### SUPPLIED TEXT
****************

I. What is an IC Tray?

IC trays, also known as electronic chip trays, are plastic packaging trays custom-made for chips (ICs) by semiconductor packaging and testing companies. They are used throughout the entire process of chip packaging, testing, transportation, and storage, serving as core auxiliary components to ensure chip safety and production efficiency. Unlike ordinary packaging, IC trays must be precisely matched to chip sizes and packaging forms, acting as a key link between chip manufacturing and downstream assembly.

II. Core Uses of IC Trays: Dual Protection and Efficiency

The value of IC trays lies in two core dimensions: "protection" and "automation compatibility," covering diverse application scenarios:

• Anti-static protection: Prevents chip damage from electrostatic contact. Chips (especially MOSFETs and sensors) are extremely sensitive to static electricity, so IC trays block electrostatic conduction through material modification, reducing scrap risks.

****************

### RECORD EXTRACTS
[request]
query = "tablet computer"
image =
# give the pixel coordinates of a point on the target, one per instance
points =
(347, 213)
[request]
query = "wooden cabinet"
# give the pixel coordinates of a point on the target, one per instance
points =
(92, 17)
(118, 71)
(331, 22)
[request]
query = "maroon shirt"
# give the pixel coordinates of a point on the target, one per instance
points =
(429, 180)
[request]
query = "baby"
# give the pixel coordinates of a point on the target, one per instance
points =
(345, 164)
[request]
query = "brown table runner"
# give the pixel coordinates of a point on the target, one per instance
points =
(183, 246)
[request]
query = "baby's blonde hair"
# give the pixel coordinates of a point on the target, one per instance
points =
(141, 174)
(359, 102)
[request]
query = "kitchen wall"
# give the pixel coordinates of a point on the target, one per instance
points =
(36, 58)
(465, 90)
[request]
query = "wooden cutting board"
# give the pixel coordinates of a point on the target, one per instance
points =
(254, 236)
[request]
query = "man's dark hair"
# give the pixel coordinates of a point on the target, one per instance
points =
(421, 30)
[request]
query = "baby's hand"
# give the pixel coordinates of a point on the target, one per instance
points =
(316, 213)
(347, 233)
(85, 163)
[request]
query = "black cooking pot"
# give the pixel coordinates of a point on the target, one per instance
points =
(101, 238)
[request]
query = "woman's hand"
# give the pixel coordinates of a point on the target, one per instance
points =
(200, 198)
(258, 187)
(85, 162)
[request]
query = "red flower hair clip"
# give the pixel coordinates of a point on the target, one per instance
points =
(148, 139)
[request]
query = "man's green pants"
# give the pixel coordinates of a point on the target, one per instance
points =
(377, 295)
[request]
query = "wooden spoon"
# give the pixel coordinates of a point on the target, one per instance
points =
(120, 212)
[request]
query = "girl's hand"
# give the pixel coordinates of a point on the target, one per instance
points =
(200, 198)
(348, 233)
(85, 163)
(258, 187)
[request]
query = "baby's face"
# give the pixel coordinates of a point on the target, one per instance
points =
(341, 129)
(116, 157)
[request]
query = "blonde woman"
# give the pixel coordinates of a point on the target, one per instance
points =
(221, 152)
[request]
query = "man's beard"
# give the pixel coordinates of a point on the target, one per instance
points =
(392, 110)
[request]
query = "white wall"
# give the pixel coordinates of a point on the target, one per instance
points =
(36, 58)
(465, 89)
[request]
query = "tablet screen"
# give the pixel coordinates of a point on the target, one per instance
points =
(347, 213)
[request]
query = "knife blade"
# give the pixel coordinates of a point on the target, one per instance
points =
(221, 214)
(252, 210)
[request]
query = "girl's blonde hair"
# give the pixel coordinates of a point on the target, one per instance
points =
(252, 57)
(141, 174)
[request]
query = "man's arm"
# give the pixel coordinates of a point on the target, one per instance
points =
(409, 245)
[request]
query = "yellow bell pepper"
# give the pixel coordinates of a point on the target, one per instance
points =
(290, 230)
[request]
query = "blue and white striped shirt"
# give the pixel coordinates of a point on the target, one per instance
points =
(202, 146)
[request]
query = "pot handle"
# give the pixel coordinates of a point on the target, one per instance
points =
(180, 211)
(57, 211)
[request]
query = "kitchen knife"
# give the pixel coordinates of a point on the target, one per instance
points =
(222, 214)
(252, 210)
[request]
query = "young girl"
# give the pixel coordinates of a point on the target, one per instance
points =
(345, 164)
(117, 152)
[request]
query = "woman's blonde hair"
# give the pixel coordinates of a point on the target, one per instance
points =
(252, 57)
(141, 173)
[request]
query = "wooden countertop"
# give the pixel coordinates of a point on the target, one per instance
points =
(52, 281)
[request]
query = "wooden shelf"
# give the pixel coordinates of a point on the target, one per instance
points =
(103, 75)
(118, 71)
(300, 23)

****************

### COMPLETE THE FOLLOWING
**1.** In the IC tray text, rewrite the paragraph beginning "IC trays, also known as electronic chip trays" as a short bulleted list that keeps its main facts.
**2.** According to the IC tray text, which chips are especially sensitive to static electricity?
**3.** Repeat the part of the IC tray text starting at "II. Core Uses" and ending at "reducing scrap risks.".

### ANSWER LIST
**1.**
- IC trays, also called electronic chip trays, are plastic packaging trays that semiconductor packaging and testing companies custom-make for chips (ICs).
- They are used throughout chip packaging, testing, transportation, and storage.
- They are core auxiliary components that ensure chip safety and production efficiency.
- Unlike ordinary packaging, they must be precisely matched to chip sizes and packaging forms.
- They are a key link between chip manufacturing and downstream assembly.

**2.** MOSFETs and sensors.

**3.**
II. Core Uses of IC Trays: Dual Protection and Efficiency

The value of IC trays lies in two core dimensions: "protection" and "automation compatibility," covering diverse application scenarios:

• Anti-static protection: Prevents chip damage from electrostatic contact. Chips (especially MOSFETs and sensors) are extremely sensitive to static electricity, so IC trays block electrostatic conduction through material modification, reducing scrap risks.